**Given problem:**
The line containing "Practice. Identify the drainpipe" marks where to begin; quote it and every line after it through the end of the data, exactly as written.

===== Input =====

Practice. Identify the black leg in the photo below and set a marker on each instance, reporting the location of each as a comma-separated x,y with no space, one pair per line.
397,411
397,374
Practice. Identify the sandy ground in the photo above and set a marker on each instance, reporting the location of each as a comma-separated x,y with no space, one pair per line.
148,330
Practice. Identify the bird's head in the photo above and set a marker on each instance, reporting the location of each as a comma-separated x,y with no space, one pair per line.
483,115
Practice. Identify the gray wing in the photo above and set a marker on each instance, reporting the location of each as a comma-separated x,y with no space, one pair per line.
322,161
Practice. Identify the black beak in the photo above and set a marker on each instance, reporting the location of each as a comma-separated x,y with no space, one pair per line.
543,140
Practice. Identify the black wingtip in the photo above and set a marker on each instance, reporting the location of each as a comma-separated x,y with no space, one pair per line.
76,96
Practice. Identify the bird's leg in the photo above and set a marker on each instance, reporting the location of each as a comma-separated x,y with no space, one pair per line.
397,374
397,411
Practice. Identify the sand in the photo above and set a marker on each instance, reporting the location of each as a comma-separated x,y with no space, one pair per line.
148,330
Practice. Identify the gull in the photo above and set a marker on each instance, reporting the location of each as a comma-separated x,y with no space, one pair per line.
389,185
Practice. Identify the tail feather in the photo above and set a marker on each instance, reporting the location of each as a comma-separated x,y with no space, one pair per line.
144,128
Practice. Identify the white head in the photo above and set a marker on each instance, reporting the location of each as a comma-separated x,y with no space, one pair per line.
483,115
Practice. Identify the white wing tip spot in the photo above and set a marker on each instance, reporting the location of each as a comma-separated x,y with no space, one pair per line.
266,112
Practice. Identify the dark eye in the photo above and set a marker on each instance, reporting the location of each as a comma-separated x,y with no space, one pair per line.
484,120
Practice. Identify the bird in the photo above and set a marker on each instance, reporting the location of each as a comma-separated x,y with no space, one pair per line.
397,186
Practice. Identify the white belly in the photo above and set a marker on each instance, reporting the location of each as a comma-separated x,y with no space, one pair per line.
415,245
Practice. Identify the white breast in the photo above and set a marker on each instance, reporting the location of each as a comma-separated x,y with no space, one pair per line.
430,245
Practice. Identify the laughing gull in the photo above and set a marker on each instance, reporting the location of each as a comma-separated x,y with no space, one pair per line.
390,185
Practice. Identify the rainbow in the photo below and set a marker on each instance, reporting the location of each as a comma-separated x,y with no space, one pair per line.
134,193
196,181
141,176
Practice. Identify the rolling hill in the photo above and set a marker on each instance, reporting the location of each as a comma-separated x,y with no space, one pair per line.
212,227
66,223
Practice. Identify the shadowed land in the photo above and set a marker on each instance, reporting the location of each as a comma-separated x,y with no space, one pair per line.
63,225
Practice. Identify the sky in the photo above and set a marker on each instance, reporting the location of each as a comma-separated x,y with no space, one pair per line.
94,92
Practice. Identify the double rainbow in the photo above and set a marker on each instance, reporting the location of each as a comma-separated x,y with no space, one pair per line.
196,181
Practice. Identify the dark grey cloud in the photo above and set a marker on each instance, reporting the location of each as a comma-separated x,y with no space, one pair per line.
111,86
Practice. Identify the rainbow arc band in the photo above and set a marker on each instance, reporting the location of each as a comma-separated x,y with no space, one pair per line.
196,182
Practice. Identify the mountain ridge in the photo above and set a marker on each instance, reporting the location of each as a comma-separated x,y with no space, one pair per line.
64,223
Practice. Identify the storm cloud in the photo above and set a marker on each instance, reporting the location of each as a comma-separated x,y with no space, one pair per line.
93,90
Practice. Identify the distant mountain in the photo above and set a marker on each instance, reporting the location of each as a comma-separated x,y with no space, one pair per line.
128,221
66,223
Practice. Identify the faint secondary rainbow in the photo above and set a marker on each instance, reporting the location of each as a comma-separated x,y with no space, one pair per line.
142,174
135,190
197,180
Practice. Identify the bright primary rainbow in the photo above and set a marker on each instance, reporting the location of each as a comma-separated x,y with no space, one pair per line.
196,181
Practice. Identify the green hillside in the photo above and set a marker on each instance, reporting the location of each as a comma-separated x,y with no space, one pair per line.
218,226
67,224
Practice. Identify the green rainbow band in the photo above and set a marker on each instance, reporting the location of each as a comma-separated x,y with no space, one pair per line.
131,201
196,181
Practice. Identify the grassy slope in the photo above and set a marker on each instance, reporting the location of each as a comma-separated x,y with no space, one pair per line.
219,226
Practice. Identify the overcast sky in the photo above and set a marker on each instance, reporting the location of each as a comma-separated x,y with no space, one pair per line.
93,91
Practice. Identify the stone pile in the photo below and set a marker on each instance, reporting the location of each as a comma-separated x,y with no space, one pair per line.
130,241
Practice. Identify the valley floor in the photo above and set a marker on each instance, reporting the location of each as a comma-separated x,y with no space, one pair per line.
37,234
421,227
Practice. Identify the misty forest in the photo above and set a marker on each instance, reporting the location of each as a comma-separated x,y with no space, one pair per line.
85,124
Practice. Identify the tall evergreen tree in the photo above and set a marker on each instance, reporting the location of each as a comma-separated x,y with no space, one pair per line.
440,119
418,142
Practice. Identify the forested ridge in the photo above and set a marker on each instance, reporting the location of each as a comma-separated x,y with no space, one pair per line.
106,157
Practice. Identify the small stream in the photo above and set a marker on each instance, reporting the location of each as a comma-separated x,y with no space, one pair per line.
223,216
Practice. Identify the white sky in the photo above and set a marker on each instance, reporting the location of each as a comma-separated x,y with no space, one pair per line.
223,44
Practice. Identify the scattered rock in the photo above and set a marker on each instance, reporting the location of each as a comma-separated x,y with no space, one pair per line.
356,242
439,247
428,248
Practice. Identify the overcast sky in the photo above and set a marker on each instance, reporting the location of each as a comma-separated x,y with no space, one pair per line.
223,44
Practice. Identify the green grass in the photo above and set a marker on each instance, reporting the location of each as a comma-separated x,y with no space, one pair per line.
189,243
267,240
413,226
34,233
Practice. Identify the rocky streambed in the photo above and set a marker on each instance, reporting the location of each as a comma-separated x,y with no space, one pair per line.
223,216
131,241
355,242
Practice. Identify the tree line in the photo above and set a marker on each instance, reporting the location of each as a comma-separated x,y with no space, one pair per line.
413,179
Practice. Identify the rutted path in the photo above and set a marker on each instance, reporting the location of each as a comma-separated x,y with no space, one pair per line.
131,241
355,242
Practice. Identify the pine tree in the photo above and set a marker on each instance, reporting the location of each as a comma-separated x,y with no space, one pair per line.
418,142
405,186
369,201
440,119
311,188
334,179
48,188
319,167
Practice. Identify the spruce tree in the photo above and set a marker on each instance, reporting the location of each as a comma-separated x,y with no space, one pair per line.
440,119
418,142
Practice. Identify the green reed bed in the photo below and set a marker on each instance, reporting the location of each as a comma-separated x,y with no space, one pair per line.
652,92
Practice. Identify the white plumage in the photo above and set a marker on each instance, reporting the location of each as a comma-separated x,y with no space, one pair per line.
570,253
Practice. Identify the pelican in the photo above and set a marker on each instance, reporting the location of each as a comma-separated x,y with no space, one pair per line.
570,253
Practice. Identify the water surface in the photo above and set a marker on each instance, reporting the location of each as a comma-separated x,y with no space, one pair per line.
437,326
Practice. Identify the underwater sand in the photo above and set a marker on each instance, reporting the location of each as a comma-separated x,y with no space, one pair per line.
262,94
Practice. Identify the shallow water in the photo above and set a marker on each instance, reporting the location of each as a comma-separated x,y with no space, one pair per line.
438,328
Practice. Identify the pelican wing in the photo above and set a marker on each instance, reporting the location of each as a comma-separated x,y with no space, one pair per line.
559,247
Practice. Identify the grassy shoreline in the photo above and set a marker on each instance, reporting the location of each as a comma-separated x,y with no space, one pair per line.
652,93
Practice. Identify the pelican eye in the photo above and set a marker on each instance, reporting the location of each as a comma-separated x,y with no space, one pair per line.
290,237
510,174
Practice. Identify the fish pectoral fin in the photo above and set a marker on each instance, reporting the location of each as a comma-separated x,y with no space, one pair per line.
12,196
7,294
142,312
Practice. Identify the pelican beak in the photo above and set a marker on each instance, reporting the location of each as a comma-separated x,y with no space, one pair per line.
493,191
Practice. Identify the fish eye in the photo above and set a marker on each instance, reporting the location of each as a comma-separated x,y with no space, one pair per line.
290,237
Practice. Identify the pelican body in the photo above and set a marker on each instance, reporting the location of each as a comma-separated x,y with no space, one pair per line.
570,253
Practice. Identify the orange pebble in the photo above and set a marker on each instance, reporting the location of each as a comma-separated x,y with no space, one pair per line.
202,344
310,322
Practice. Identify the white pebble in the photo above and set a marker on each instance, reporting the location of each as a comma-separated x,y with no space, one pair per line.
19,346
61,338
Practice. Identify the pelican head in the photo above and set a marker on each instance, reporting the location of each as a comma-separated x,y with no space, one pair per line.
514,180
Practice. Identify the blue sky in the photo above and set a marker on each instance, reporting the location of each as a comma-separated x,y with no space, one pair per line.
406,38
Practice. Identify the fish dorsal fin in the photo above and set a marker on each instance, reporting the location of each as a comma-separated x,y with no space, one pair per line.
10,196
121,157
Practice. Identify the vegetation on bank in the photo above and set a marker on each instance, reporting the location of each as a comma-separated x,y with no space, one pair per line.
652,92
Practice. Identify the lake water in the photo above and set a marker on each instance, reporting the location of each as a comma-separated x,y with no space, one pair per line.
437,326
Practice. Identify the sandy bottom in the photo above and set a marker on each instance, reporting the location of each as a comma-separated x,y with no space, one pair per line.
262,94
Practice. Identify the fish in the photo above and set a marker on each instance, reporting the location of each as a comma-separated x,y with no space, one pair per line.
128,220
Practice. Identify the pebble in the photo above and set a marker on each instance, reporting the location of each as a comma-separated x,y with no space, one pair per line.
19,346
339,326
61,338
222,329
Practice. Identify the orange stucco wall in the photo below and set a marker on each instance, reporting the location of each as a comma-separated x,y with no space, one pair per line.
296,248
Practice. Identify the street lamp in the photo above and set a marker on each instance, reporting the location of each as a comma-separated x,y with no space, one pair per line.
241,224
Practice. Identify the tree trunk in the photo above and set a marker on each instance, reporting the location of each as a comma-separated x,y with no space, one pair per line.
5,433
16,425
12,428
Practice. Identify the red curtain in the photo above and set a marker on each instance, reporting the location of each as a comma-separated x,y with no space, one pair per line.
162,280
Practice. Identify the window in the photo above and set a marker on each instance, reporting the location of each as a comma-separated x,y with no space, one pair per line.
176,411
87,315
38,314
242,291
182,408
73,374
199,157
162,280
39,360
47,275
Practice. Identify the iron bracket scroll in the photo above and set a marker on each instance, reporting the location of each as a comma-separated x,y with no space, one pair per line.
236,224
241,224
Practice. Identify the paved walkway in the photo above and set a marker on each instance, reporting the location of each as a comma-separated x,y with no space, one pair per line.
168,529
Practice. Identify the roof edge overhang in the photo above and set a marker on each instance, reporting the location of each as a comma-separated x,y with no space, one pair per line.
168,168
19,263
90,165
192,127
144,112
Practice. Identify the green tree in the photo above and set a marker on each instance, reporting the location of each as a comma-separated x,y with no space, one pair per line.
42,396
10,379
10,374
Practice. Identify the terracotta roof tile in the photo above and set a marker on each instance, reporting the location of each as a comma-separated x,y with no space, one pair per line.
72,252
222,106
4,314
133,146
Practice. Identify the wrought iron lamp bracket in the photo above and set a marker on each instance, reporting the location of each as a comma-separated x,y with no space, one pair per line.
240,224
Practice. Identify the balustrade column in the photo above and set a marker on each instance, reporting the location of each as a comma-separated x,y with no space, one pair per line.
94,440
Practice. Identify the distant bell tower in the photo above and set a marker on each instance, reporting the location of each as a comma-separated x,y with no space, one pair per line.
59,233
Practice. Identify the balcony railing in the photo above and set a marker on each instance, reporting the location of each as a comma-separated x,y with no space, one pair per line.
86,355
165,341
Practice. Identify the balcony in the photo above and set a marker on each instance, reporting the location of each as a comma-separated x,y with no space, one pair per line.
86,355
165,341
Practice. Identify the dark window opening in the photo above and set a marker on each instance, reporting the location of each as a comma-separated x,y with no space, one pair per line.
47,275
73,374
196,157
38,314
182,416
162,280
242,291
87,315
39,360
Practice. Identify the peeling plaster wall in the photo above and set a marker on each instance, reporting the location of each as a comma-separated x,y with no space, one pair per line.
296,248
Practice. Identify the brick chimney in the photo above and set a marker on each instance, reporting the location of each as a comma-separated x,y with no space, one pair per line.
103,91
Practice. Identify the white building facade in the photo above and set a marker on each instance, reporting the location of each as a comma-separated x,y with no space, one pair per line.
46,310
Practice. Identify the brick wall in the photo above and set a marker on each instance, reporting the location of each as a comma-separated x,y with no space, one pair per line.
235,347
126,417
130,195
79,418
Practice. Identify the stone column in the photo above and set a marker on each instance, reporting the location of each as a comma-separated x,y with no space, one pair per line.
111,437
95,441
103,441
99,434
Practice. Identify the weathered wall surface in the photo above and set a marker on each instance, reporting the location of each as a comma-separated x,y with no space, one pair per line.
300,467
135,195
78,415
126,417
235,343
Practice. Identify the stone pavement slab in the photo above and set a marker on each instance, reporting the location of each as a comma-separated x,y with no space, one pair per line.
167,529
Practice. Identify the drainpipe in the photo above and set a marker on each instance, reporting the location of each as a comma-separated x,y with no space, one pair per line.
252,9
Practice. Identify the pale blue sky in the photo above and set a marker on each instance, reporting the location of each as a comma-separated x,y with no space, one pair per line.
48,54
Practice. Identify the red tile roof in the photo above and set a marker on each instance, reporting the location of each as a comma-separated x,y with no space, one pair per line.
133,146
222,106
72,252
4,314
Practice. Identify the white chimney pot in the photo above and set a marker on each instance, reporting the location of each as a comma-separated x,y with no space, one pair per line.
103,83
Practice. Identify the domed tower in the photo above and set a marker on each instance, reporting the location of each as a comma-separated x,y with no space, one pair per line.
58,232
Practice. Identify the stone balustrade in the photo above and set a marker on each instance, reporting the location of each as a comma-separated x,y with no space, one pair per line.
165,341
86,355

=====

**Expected output:**
Practice. Identify the drainpipe in the photo above and set a marker on each instance, reporting the location of each as a comma-separated x,y with no space, one pair per line.
252,9
Practice. Identify the pale blue sky in the photo above and set a marker on each instance, reporting the location of each as a comma-separated x,y with no space, one pair per line.
48,54
Practice. Identify the red tile roof in the photo above and set a marker on each instance, reporting the location of each as a comma-separated x,y with no space, one pair per line.
133,146
222,106
72,252
4,314
Practice. Identify the white chimney pot in the photo above and set a marker on each instance, reporting the location of each as a comma-separated x,y with no space, one pair per line.
103,83
Practice. Identify the domed tower in the photo above and set a marker on each instance, reporting the location of each as a comma-separated x,y with no space, one pair per line.
58,232
Practice. Identify the stone balustrade in the photo above and set a marker on each instance, reporting the location of each as a comma-separated x,y with no space, one pair per line.
165,341
86,355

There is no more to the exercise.